Count how many lines of the records below contain the string "through", treating uppercase and lowercase as different, and reply with only that number.

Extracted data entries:
··········

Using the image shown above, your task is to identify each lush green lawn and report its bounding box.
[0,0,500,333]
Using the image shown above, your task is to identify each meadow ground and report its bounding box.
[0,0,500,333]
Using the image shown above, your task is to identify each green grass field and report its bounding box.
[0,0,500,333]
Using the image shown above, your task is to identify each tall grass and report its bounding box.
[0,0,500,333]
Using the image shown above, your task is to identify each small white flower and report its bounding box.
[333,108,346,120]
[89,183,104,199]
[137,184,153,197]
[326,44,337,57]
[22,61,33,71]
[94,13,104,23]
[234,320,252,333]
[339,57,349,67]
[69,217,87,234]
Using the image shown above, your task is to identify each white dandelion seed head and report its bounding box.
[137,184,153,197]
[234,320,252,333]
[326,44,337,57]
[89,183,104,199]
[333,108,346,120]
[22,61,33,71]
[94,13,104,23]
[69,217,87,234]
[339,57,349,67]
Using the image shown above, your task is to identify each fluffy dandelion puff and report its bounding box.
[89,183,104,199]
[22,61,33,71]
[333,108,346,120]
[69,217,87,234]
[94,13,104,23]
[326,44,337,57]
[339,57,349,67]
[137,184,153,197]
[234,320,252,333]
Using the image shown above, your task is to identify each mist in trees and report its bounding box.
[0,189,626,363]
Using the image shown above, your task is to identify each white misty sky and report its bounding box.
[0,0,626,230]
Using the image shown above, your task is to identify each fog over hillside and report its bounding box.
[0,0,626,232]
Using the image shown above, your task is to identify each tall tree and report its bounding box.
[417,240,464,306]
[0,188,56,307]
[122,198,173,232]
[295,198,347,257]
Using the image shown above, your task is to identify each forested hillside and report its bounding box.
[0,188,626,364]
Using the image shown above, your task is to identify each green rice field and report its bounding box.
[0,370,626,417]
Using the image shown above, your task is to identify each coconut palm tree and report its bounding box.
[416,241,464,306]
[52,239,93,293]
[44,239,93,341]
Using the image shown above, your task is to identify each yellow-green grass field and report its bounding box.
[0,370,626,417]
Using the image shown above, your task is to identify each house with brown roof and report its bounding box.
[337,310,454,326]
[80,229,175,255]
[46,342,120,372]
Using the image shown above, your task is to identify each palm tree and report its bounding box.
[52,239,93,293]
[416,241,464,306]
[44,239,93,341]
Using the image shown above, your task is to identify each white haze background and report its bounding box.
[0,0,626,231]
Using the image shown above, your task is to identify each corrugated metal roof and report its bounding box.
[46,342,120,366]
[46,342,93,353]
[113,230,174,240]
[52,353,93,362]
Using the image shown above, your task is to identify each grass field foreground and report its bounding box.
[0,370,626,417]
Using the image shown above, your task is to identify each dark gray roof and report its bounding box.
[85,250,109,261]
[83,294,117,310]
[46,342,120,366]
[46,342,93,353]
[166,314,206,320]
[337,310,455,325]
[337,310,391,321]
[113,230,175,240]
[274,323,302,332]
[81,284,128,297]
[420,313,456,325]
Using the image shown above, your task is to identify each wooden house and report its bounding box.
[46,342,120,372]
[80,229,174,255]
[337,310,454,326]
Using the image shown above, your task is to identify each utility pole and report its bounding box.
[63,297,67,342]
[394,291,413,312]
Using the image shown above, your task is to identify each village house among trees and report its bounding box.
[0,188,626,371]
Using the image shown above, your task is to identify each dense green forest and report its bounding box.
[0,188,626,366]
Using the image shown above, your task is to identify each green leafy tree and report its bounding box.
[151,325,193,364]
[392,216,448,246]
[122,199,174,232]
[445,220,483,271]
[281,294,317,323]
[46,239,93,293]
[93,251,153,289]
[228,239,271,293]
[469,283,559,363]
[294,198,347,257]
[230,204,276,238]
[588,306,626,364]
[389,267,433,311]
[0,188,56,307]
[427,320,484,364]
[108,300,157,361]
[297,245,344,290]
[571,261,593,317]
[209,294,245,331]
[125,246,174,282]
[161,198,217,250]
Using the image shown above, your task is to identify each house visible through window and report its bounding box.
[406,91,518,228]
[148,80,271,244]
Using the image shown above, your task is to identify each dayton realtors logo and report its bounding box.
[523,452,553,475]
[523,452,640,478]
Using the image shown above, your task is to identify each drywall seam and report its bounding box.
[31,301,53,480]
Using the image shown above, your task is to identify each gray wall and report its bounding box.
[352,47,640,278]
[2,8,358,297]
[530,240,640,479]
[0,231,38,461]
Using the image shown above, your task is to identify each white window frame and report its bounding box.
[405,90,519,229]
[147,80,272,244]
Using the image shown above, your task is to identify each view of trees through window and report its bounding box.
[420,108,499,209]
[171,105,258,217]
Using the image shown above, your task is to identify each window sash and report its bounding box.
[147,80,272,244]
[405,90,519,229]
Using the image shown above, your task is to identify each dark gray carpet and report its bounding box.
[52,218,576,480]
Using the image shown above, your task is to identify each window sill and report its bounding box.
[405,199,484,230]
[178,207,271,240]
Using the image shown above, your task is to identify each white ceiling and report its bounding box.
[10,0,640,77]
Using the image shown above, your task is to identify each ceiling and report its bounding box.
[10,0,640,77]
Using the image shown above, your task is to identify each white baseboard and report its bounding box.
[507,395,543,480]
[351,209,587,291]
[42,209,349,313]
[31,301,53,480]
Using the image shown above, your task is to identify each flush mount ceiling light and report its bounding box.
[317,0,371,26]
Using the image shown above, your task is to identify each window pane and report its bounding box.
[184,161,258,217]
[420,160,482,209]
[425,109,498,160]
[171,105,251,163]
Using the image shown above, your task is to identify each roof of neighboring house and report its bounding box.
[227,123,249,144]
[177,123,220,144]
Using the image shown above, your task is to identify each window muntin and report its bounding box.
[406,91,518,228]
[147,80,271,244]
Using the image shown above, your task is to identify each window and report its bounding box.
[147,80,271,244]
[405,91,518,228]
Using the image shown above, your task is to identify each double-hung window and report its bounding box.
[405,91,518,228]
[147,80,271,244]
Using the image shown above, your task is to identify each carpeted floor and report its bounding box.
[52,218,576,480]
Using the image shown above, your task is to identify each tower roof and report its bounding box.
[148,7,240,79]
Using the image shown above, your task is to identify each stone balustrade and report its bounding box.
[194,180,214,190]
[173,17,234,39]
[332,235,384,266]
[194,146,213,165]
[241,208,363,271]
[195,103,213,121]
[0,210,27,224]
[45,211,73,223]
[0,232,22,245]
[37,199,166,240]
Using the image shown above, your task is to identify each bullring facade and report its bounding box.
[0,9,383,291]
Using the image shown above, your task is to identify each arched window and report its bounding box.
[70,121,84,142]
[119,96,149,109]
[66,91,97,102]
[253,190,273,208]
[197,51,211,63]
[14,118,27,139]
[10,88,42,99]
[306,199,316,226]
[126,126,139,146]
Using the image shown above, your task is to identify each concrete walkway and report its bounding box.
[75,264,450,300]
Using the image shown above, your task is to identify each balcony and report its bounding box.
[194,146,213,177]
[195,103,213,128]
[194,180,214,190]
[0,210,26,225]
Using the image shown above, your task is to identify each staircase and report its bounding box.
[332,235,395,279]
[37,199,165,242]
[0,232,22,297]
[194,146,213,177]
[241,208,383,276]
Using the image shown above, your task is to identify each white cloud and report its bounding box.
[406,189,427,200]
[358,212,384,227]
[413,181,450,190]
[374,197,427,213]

··········

__Solved exercise__. 2